■ Task brief ■
Copy each of the records below word for word, with every line in its original order.
— START Dataset entries —
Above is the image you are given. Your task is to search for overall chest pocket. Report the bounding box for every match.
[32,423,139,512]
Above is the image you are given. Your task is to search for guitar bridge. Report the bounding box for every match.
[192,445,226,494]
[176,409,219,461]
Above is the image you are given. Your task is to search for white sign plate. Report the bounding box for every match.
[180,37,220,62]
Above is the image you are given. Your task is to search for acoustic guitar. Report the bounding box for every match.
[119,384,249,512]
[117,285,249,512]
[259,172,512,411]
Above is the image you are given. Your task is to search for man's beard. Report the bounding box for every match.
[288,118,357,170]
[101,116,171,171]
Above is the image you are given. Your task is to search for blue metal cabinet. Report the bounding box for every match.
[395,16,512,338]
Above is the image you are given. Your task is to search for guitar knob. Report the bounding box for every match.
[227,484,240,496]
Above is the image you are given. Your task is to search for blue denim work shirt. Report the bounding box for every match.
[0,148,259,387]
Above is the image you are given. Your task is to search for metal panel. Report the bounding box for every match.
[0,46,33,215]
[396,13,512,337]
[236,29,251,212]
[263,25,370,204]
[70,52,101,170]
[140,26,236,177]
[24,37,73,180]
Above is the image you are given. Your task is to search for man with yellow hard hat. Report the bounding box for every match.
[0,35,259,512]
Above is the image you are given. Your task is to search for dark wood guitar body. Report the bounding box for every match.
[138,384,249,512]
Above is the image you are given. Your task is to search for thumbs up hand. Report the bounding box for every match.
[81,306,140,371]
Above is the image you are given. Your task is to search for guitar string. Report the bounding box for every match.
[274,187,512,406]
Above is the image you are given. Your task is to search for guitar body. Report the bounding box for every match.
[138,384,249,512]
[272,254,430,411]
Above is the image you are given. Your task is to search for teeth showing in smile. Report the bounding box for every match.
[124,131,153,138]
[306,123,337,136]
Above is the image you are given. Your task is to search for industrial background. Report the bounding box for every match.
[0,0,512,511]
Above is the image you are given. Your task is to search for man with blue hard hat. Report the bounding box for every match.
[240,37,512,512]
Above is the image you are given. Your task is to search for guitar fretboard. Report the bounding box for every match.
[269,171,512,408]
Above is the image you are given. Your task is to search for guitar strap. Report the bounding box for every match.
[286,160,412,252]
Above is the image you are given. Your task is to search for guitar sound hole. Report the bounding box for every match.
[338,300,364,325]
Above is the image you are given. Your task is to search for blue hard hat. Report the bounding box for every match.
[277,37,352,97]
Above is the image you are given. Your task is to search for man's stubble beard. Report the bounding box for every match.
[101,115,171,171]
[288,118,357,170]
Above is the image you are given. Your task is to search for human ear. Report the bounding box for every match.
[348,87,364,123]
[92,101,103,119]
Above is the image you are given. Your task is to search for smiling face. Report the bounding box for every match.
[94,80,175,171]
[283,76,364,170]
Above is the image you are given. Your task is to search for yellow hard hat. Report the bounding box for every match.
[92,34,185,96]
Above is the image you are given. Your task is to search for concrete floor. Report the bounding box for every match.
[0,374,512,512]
— END Dataset entries —
■ Answer for the task ■
Above is the image you are given. Your task is to search for overall chest pocket. Report the bounding box for every match.
[32,423,139,512]
Above is the image you are given. Your task is to search for guitar bridge. Report the bounding box for every match.
[192,445,226,494]
[176,409,219,461]
Above is the image you are given. Your task is to search for white sign plate. Report the bounding box for every match.
[180,37,220,62]
Above is the image you are given. Your task is to search for acoustic guitar. Report the bounding box for every match.
[119,384,249,512]
[117,285,249,512]
[259,172,512,411]
Above is the image you are given. Your task is to search for man's beard. Report the bounding box for every match.
[288,118,357,170]
[101,116,171,171]
Above is the image you are given. Your task is to search for blue metal cabinet. Report the bounding box for every match.
[395,16,512,338]
Above is the image you are given. Your task is to search for guitar knob. Report the bounding box for every match.
[227,484,240,496]
Above is the image you are given. Your task is to search for blue denim work shirt. Report the bounding box for every match.
[0,148,259,387]
Above is the image you are given. Your task is to search for metal panel. Report the bounding box for every match.
[0,46,33,215]
[396,13,512,337]
[236,29,251,212]
[263,25,370,204]
[70,52,101,170]
[140,26,236,177]
[24,37,73,180]
Above is the image you are given. Your task is to search for man with yellow hard hat. Report the bounding box for every match.
[0,35,259,512]
Above is the image you are given. Your task is to search for dark wood guitar body. Report the bounding box for every match.
[138,384,249,512]
Above is the image you are given. Your task is to search for thumbs up hand. Report the bounding box for every match.
[81,306,140,371]
Above is the image you are given. Your task is to search for guitar string. Report the bounding box for every match.
[274,187,512,406]
Above is the image you are given. Your task is to search for guitar body. Report the bounding box for every match.
[138,384,249,512]
[272,254,430,411]
Above is the image you are given. Your task is to search for teeth showing in smile. Report the bounding box for every match.
[124,131,153,138]
[306,123,337,136]
Above is the image you are given. Your task is to search for industrial background. Report the bounding box for every match.
[0,0,512,511]
Above is the image you are given. Your task is to search for man with blue hard hat. Report the bounding box for every match.
[240,37,512,512]
Above is the image you are given. Your task is to search for guitar fretboard. Report the bounding box for every match.
[269,171,512,408]
Above is the image you are given. Your task is to search for guitar strap. Report the bounding box for every match.
[286,160,412,252]
Above is the image you are given. Your task is to search for guitar sound hole. Report the bounding box for every match.
[338,300,364,325]
Above is the image you are given. Your task is to search for blue hard hat. Report the bounding box for every match.
[277,37,352,97]
Above is the image you are given. Your task is to search for man's stubble beard. Report the bounding box for every match.
[101,115,171,171]
[288,118,357,170]
Above is the image you are given. Your task is to search for human ear. Report the bounding box for every match.
[348,87,364,123]
[92,101,103,119]
Above is the image you are given. Your task is to search for smiling face. Report the bounding box for every match.
[94,80,175,171]
[283,76,364,170]
Above is the image you are given. Your task is to search for yellow hard hat. Report the bounding box for every match.
[92,34,185,96]
Above is the image you are given. Your task is to search for concrete floor. Report the bounding box for every match.
[0,374,512,512]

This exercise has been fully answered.